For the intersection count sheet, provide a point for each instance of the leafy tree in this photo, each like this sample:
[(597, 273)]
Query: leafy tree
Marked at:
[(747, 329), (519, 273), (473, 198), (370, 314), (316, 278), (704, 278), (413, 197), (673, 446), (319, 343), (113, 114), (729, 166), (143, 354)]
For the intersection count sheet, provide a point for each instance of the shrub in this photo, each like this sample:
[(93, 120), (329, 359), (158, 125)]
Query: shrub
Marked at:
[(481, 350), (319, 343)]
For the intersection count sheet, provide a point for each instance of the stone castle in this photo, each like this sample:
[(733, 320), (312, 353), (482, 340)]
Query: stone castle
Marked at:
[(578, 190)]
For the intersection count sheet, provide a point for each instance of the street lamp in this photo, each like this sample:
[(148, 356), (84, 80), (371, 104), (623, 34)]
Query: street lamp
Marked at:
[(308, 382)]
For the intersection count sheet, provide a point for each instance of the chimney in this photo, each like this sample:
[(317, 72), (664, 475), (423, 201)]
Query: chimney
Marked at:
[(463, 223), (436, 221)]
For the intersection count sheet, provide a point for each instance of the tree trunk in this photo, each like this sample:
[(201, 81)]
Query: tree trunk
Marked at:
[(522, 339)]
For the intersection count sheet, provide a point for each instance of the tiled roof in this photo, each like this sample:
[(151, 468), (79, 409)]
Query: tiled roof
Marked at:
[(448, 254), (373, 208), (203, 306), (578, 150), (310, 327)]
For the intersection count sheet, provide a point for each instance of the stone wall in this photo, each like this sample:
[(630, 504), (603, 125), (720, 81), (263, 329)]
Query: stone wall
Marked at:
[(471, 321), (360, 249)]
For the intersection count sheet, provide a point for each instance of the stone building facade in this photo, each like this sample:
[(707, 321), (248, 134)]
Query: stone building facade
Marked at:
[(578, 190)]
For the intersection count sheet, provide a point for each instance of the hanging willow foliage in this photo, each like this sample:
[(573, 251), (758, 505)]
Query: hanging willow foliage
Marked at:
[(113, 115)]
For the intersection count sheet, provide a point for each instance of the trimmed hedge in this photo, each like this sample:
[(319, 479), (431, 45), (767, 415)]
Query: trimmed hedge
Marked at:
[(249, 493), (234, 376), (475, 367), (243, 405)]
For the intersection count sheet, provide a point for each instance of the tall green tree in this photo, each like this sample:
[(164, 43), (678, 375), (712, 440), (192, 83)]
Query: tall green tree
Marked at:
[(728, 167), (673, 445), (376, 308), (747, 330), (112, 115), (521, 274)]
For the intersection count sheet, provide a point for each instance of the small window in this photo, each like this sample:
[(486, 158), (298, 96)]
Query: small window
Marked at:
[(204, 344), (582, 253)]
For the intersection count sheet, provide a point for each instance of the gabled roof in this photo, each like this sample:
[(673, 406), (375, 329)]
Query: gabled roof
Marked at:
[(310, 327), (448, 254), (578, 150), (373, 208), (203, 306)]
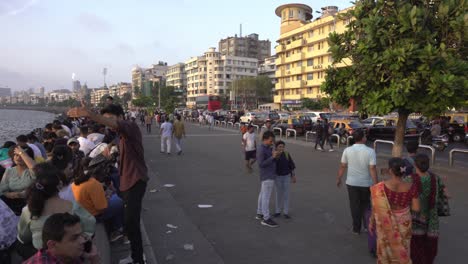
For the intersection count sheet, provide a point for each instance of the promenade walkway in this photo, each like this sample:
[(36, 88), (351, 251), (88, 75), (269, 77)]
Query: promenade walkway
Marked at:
[(211, 172)]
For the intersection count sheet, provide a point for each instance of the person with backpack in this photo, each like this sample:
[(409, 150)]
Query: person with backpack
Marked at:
[(285, 175), (328, 130)]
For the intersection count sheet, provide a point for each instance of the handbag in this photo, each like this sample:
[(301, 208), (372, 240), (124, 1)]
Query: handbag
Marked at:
[(443, 207)]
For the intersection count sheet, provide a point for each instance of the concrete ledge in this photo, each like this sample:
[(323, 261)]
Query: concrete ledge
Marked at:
[(102, 243)]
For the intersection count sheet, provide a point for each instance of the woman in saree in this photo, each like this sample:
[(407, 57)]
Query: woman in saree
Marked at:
[(425, 238), (392, 202)]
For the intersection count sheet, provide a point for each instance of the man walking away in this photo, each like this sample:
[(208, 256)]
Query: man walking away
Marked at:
[(327, 132), (360, 161), (266, 157), (166, 136), (179, 132), (148, 121), (250, 148), (318, 136), (133, 170)]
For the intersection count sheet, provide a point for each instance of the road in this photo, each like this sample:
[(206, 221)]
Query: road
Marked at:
[(211, 172)]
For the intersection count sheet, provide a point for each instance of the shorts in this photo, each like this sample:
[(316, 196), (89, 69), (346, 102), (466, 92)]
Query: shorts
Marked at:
[(250, 155)]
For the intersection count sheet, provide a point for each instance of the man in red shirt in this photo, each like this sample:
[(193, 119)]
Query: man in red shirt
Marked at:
[(63, 242), (132, 168)]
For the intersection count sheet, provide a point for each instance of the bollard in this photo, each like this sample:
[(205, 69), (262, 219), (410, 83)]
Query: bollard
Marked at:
[(309, 133), (451, 154), (280, 130), (337, 139), (291, 130), (432, 152), (382, 141)]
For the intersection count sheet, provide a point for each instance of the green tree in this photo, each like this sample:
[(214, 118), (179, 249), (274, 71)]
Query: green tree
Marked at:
[(407, 56)]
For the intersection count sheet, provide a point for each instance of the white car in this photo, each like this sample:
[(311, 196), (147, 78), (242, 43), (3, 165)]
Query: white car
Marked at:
[(247, 117)]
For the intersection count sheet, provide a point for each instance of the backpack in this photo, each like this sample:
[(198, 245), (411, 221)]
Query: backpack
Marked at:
[(409, 167), (331, 130)]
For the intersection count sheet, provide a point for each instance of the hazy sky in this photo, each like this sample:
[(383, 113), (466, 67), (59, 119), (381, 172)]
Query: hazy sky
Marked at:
[(44, 41)]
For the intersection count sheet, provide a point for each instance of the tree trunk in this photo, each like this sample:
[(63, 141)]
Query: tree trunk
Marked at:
[(400, 134)]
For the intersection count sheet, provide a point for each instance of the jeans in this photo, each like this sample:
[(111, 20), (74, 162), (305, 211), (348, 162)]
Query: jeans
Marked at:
[(282, 193), (166, 140), (359, 202), (113, 213), (178, 143), (264, 198)]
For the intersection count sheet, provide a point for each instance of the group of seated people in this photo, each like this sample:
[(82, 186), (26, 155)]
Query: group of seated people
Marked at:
[(39, 180)]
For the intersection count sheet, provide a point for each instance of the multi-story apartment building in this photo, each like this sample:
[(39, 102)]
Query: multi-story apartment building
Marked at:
[(302, 52), (97, 94), (249, 46), (213, 74), (143, 78)]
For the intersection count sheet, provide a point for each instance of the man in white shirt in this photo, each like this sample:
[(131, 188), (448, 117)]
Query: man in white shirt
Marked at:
[(360, 161), (166, 136), (86, 145), (250, 147), (96, 137)]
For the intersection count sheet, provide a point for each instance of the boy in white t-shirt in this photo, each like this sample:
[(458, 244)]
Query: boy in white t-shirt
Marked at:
[(250, 147)]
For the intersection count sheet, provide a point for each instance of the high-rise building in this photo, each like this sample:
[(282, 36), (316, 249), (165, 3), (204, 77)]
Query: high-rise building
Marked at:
[(302, 52), (144, 78), (4, 92), (76, 86), (249, 46), (213, 73)]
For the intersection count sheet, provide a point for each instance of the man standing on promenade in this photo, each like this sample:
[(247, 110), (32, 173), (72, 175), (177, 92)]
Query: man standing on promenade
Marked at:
[(179, 132), (362, 173), (133, 170), (266, 157), (166, 136)]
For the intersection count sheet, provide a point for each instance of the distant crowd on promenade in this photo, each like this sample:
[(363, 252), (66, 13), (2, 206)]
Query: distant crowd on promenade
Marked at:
[(57, 184)]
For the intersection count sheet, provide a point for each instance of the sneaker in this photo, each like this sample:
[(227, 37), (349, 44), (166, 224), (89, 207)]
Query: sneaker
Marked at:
[(269, 223), (116, 235)]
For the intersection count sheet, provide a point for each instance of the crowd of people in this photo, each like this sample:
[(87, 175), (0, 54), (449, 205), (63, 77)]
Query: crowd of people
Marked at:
[(57, 185)]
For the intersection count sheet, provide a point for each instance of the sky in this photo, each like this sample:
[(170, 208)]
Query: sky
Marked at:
[(43, 42)]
==================================================
• **What you need to do**
When a line of the material holds "castle", count it once, and then give the final number alone.

• **The answer**
2